Skip to main content

Mastering Concurrency In Java - Part 3: Execution Models

Yash Sachdeva
Author
Yash Sachdeva
Software Engineer | Turning Complex Problems into Simple Solutions
Software engineer by trade, problem solver by nature. I write about the systems I build in my free time and the experiences that shape them.
Mastering Concurrency in Java - This article is part of a series.
Part : This Article

In Part 1 and Part 2, we covered the fundamentals and building blocks of concurrency. In this part, we will discuss the execution models of concurrency - classic thread pools, task queues, Future/Callable, CompletableFuture, and, from Java 21+, virtual threads and virtual-thread-per-task executors. Choosing among them is ultimately about latency, throughput, and operational simplicity, not about syntax.

The core questions around concurrency primitives are -

  • How many concurrent units of work can the service handle before it degrades?
  • What is the dominant cost per unit (CPU, remote I/O, memory)?
  • How much complexity can the team safely own in production?

Traditional platform threads are expensive because each is backed by an OS thread with significant memory and scheduling overhead. Virtual threads in Java 21 are much cheaper: millions of virtual threads can share a small pool of carrier (OS) threads, blocking freely on I/O while the JVM transparently mounts and unmounts them. This shifts the default from “avoid blocking at all costs” to “write simple blocking code unless there is a concrete reason to go async or reactive.”

With the above, let’s discuss the execution models -

1. Thread Pools
#

A thread pool is an ExecutionService that owns a bounded number of worker threads and a task queue. Tasks (often runnable or callable) are submitted to the pool and executed by available worker threads -

  • Bounded Concurrency - Limits the number of concurrent tasks to protect CPU and downstream dependency.
  • Amortized thread creation cost - Reuses threads across tasks instead of paying creation / destruction cost per task.
  • Centralized policy - You can tune pool size, queue capacity, and rejection policy based on workload.

When do you choose Thread Pools
#

  • You need strict control over concurrency to protect CPU or a fragile dependency (eg: database or 3rd party API) from overload.

—————

What this task involves: Continue the article on Java concurrency execution models from the point where it stops.

(Extracted records)
—————

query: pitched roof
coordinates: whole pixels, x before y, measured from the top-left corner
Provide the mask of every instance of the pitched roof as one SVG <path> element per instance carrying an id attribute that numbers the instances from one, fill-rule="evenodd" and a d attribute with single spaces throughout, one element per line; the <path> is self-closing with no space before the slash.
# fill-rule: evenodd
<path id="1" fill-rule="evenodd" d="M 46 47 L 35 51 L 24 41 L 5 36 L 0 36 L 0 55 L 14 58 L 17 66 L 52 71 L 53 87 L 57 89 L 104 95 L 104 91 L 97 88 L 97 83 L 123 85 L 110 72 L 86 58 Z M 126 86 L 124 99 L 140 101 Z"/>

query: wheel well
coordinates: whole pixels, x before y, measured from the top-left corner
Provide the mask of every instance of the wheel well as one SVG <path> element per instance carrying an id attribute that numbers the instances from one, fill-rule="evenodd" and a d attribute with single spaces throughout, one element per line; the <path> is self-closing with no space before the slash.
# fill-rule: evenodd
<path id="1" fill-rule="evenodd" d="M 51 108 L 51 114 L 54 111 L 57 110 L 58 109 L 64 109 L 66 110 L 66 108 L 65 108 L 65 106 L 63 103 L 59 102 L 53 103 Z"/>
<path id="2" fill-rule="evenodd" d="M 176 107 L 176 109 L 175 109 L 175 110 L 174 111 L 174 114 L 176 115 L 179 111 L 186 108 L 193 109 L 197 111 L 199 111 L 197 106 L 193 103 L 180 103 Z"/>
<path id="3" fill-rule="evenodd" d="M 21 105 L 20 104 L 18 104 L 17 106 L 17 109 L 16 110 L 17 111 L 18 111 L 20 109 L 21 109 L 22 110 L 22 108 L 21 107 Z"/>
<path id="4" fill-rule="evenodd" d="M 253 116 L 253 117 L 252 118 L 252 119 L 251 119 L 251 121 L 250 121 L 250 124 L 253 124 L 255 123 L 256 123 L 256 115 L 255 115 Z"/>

—————

Expected answer:
  • The workload is CPU bound and you want a pool size tuned to your CPU cores (eg: 1-2 threads per core).
  • You are on pre-Java 21 or cannot use virtual threads (legacy runtime, compliance constraints), so each thread is still expensive.
  • You need prioritization or separate pools per traffic class (eg: user vs batch) to prevent starvation.

Example:

ExecutorService ioBoundPool = Executors.newFixedThreadPool(10);

for (int i = 0; i < 100; i++) {
    ioBoundPool.submit(() -> {
        // do io bound work
    });
}

ioBoundPool.shutdown();

2. Task Queues
#

A Task Queue is typically a BlockingQueue or a BlockingQueue decoupling producers from consumers inside a process.

When do you choose Task Queues
#

  • You want an internal buffer between request handling and slow work - eg: image processing or heavy db aggregations.
  • You want to smooth out bursts of work without overwhelming downstream consumers.
  • You are modelling the transition to a proper distributed queue later, starting with in-memory queues keeps the programming model similar.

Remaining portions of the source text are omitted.